EXERCISE INSTRUCTIONS: Copy the stretch of lines from the one containing "Expected: one pin per instance of the blue sky, each" through the end of the lines, requests included, and scale every point coordinate in the answers by 1.3, rounding each to a whole number with halves rounded up. Keep the numbers in the requests and their sample outputs unchanged.

PROVIDED DATA:
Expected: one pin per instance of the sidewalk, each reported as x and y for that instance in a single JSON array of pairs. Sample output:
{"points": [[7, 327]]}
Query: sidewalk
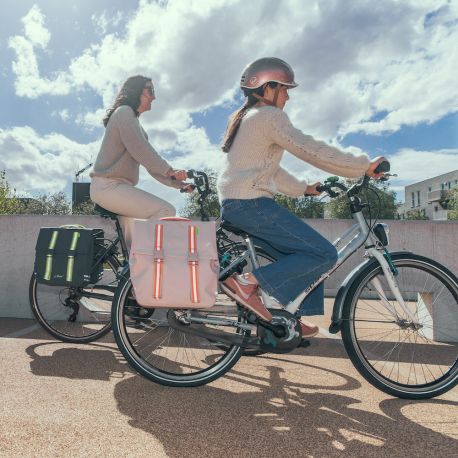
{"points": [[67, 400]]}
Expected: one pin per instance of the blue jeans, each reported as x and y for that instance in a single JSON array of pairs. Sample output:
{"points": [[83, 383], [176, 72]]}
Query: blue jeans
{"points": [[302, 254]]}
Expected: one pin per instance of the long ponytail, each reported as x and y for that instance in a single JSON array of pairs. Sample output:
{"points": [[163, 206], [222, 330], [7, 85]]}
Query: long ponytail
{"points": [[253, 97], [129, 94]]}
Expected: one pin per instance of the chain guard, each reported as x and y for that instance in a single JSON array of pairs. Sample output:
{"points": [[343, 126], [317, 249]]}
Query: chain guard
{"points": [[293, 334]]}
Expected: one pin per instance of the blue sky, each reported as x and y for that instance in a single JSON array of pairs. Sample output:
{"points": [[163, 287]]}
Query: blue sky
{"points": [[374, 77]]}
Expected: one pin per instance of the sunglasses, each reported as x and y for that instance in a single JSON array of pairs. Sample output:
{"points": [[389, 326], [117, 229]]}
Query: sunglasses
{"points": [[150, 90]]}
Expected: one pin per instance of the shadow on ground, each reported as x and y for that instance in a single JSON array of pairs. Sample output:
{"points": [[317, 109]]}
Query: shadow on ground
{"points": [[259, 414]]}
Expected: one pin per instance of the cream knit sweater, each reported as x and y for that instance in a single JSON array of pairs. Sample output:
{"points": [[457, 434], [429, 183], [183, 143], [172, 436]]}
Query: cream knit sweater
{"points": [[252, 165], [124, 147]]}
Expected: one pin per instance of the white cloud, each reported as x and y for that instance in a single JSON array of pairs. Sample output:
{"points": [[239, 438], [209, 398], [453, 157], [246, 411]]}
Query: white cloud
{"points": [[62, 114], [28, 82], [34, 28], [352, 62], [38, 164]]}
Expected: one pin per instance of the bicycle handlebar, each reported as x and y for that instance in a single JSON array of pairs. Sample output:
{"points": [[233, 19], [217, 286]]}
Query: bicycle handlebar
{"points": [[333, 182]]}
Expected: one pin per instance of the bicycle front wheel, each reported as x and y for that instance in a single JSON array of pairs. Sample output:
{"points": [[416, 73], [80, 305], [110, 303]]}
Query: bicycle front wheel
{"points": [[76, 315], [413, 359], [166, 355]]}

RESPONSE:
Expected: one pin per instance of the blue sky, each reported as x and y for that instance in a single JSON array of pairs. Sample output:
{"points": [[163, 287]]}
Query: blue sky
{"points": [[486, 100]]}
Expected: one pin per instance of the sunglasses, each reported as x and y for that instance in a single JSON array of pairs. Sample output:
{"points": [[389, 326], [117, 229]]}
Query: sunglasses
{"points": [[195, 117]]}
Expected: one pin per instance of the shadow on ground, each reported as x and y for that instance in a single JSON array of pairs. Sample output:
{"points": [[317, 109]]}
Query: shadow on ground
{"points": [[337, 538]]}
Expected: one pin per instance of the cream knit sweater, each reported as x and y for that instance in a single JSON array of pairs. Sample output:
{"points": [[457, 434], [429, 183], [183, 143], [172, 436]]}
Query: cream knit sweater
{"points": [[328, 215], [161, 191]]}
Expected: one pin per instance of the white cloud, each reported as x and y for that instance in a single JSON array of pairs. Sample output:
{"points": [[239, 438], [209, 398], [453, 157], [246, 411]]}
Query: white cloud
{"points": [[81, 148], [36, 107], [44, 36], [458, 81], [49, 213]]}
Expected: one pin per instance of the bicycle handlebar, each reported as x and y for that instance in a single JSON array of pairs. Sample output:
{"points": [[233, 19], [217, 286]]}
Query: bicycle handlebar
{"points": [[433, 237]]}
Expected: one pin per instance of the bicycle front wheel, each reported as x and y for that instance in a single JSON array of pairs. Sample output:
{"points": [[416, 73], [80, 305], [110, 303]]}
Query: bicycle front wheel
{"points": [[99, 410], [537, 467], [216, 462]]}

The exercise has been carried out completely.